* Supplied passage:
::::

2. Maximum Entropy Principle: Preliminaries and Fundamentals

When studying living systems from data, scientist are usually unable to access all of the relevant information that would be required to fully characterize the system of interest. This limitation seems not to be a mere technological issue, but rather an intrinsic characteristic of biology—at least in the foreseeable future. For example, it is unlikely to be able to simultaneously measure the firing patterns of each of the 10 11 neurons in the human brain, or quantify and classify all of the insects that live in the Amazonian rain-forest at a given time. Despite this limitation, it is usually possible to obtain accurate estimations of global properties from incomplete data, e.g., the average value of certain quantities of interest. Therefore, it is often relevant to find models consistent with this accurate—but partial—information.
An additional challenge is the fact that usually there are an infinite number of statistical models that are consistent with a given set of global properties measured from data. Therefore, one needs an additional criteria to decide which model to use. The MEP provides a rational basis to guide the model selection stage in these situations. The core of the MEP method is based on a constrained optimization problem of a concave functional—the Shannon entropy—resulting in a unique probability distribution that is consistent with the partial information at hand, being otherwise as “random” as possible.

::::

* Exercise 1:
Answer these questions from the maximum entropy passage, one per line:
(a) What example of a global property does it say can be estimated accurately from incomplete data?
(b) Besides neuron firing patterns, what measurement does it call unlikely to be possible?
(c) What concave functional is the MEP's constrained optimization based on?
* Exercise 2: Echo the maximum entropy passage, starting with "When studying living" and going on through "this accurate—but partial—information.".
* Exercise 3:
Does each statement agree with the maximum entropy passage? Answer yes or no for each, quoting the words that decide it.
(a) The limitation on accessing relevant information is merely a technological issue.
(b) Usually only one statistical model is consistent with a given set of global properties measured from data.
(c) The MEP produces a unique probability distribution.
The listing has nothing to do with the maximum entropy passage.

* Provided material:
::::

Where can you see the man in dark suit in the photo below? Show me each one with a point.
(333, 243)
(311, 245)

::::

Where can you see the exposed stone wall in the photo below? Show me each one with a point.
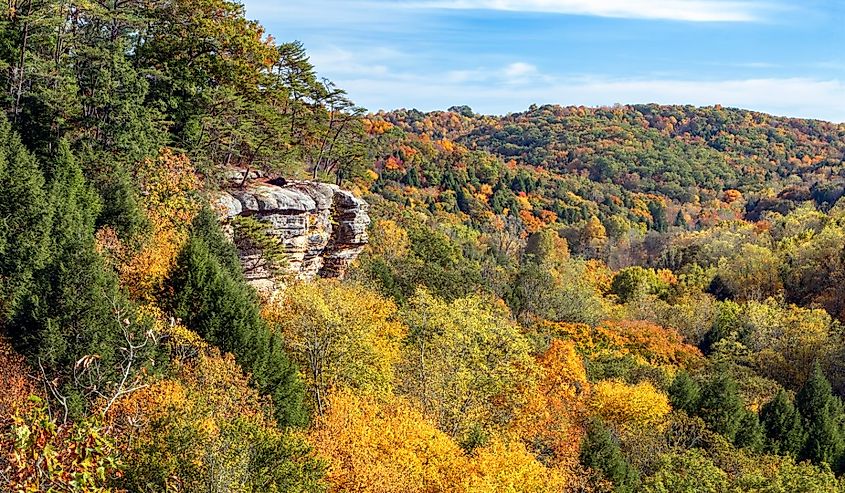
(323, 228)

::::

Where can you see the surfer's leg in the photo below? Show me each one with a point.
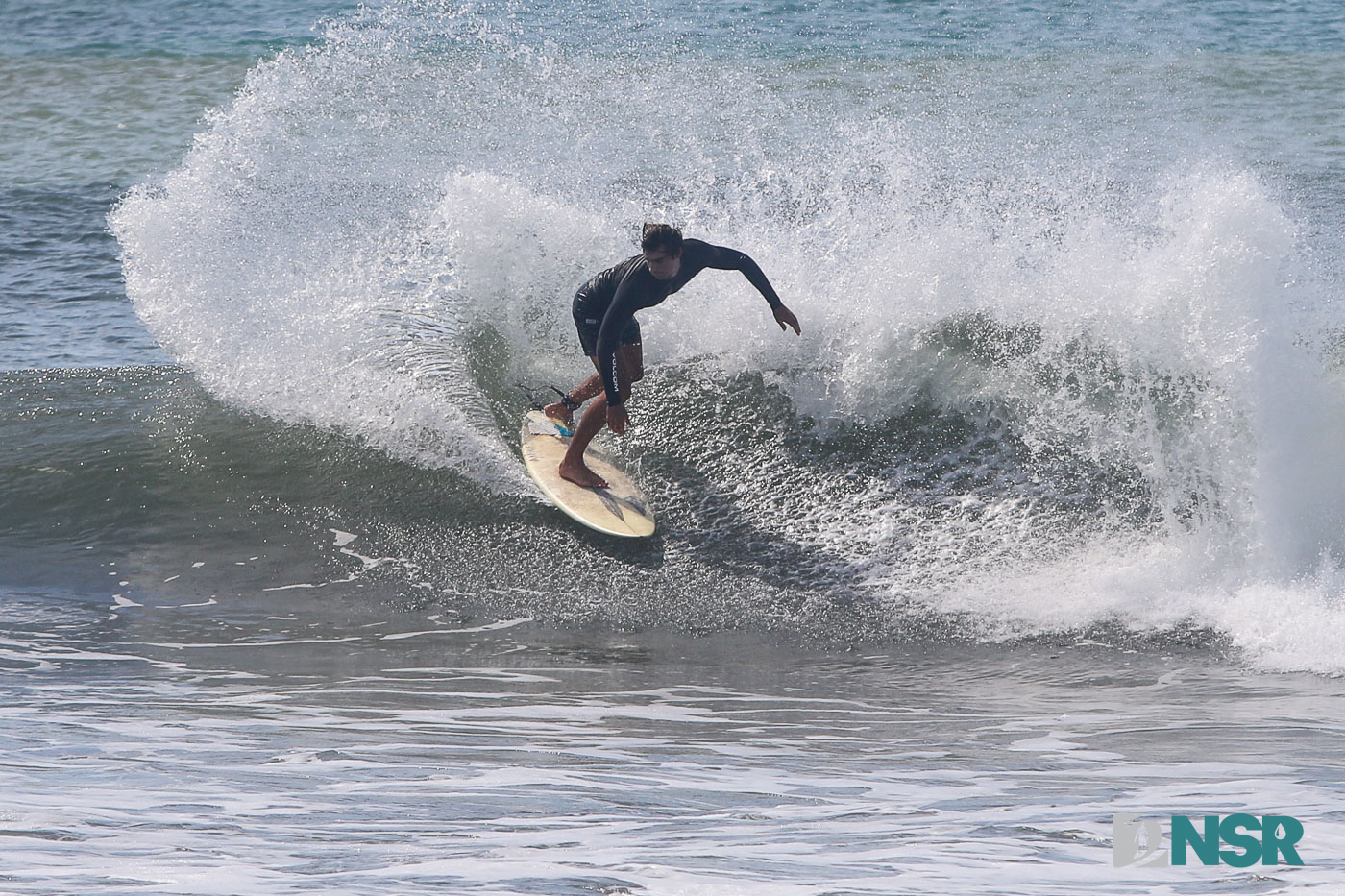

::::

* Task result 1:
(a) The average value of certain quantities of interest.
(b) Quantifying and classifying all of the insects that live in the Amazonian rain-forest at a given time.
(c) The Shannon entropy.

* Task result 2:
When studying living systems from data, scientist are usually unable to access all of the relevant information that would be required to fully characterize the system of interest. This limitation seems not to be a mere technological issue, but rather an intrinsic characteristic of biology—at least in the foreseeable future. For example, it is unlikely to be able to simultaneously measure the firing patterns of each of the 10 11 neurons in the human brain, or quantify and classify all of the insects that live in the Amazonian rain-forest at a given time. Despite this limitation, it is usually possible to obtain accurate estimations of global properties from incomplete data, e.g., the average value of certain quantities of interest. Therefore, it is often relevant to find models consistent with this accurate—but partial—information.

* Task result 3:
(a) No: "This limitation seems not to be a mere technological issue, but rather an intrinsic characteristic of biology"
(b) No: "usually there are an infinite number of statistical models that are consistent with a given set of global properties measured from data"
(c) Yes: "resulting in a unique probability distribution that is consistent with the partial information at hand"